THE OLD COOTS: Tom
I thought it was time for an update on the next installment of The Old Coots trilogy, an offshoot of THE WHITE OAKS SERIES.
Tom is coming along really well. I'm very excited about the history I'm learning and hope, through a great story, will pass that history on to my readers. As Tom has developed, I've realized his life, although far away from his friend Sam, mirrors Sam's in many ways. I should say, the RESULTS mirror each another, but how they get there are two, very different roads.
I've been in contact with a man named Thomas Downes who is assisting me with my research on the 8th Ohio Volunteer Infanty, the brigade my Tom enlists with. Mr. Downes steered me to a book called THE VALIANT HOURS, by Thomas Galwey, which has been an extremely valuable resource in following the 8th.
I'm a little more than halfway through TOM, and am on track, so I should have a new book for you in June, as promised. Hope you're looking forward to it as much as I am!
See you in June!
SAM IS AVAILABLE @ Amazon.com!
THE OLD COOTS: Sam is available at Amazon.com in both hard copies and ebook form. Sam's gone from Tennessee as a young man to Missouri, has fought at the Battle of Pea Ridge, had several encounters with raiders from both sides of the border, and made his way back to Tennessee where he'll join up with the 14th Tennessee Volunteers andfight at Gettysburg. Why did I take him back to Tennessee and have him end of up at Gettysburg? Sometimes I have no choice. I set up Sam's backstory in MAGGIE several years ago, with no intention of doing a book on Sam OR Tom, but now I've headed down that road and have to follow true to my path. It's always an interesting path, though. So look for THE OLD COOTS: Sam at all my events which you can find at my EVENTS page by simply clicking the tab.

■ **ENTRIES**
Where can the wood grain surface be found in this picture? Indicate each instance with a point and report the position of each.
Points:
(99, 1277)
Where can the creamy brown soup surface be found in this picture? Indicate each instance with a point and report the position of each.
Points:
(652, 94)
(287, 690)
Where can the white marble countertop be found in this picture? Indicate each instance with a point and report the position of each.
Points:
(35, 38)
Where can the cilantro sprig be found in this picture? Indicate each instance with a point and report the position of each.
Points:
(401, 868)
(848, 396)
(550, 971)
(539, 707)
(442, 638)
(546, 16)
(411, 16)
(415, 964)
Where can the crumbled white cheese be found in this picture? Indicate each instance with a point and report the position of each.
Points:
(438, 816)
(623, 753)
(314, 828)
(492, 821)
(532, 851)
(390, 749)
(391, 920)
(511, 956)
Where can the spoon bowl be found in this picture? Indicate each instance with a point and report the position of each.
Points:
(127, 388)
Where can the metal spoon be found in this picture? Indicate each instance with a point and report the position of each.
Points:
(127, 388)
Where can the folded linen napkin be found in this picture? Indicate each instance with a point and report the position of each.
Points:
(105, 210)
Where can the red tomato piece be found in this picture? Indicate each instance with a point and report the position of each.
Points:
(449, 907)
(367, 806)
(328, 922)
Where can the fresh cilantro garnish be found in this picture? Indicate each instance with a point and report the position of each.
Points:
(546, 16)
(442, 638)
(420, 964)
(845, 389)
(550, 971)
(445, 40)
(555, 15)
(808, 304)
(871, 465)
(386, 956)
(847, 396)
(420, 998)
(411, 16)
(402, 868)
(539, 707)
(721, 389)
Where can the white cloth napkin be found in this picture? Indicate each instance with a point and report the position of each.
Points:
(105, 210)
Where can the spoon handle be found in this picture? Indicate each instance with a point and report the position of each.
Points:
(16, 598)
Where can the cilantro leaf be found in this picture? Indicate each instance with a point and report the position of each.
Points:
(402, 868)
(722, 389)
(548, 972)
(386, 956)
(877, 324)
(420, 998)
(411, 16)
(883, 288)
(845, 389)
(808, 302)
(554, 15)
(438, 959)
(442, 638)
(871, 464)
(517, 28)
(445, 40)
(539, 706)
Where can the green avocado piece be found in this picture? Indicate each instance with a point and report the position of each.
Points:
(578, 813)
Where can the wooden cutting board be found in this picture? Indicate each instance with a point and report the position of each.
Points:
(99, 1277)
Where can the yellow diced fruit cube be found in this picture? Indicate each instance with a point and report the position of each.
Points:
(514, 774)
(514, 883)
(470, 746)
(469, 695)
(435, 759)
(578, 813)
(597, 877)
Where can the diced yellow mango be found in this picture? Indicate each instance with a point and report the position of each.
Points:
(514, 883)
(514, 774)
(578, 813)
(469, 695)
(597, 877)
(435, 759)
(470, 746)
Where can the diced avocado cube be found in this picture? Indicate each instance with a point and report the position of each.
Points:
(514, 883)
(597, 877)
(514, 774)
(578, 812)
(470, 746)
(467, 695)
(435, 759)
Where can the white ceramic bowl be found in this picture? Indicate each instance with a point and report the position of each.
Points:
* * *
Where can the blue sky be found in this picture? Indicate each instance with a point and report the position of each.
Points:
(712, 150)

■ **INSTRUCTIONS**
**A.** According to the Old Coots update, what book did Mr. Downes point the author to for following the 8th Ohio?
**B.** Extend the Old Coots update by a few sentences, picking up after its final line.
The entries have no connection to the Old Coots update.

■ **THE RESPONSES**
**A.** THE VALIANT HOURS, by Thomas Galwey.

**B.**
I have a special thanks for Brian Payne of the 14th Tennessee Volunteers who helped me a great deal with getting Sam from Clarksville to Guiney's Station to enlist with the 14th Tennessee so he could fight at Gettysburg, as well as other places the 14th fought.
Dining area of the tavern at Missouri Town 1855 where I had an awesome event (despite colder than expected temperatures on Sunday). I met lots of "old" readers and lots of "new" ones. Most of whom actually knew their history, so we talked a lot of that!
Jay, my personal guide through some of the buildings at Missouri Town 1855 on Sunday morning before opening.
Kids interacting with the re-enactors at Missouri Town 1855 sawin' some logs!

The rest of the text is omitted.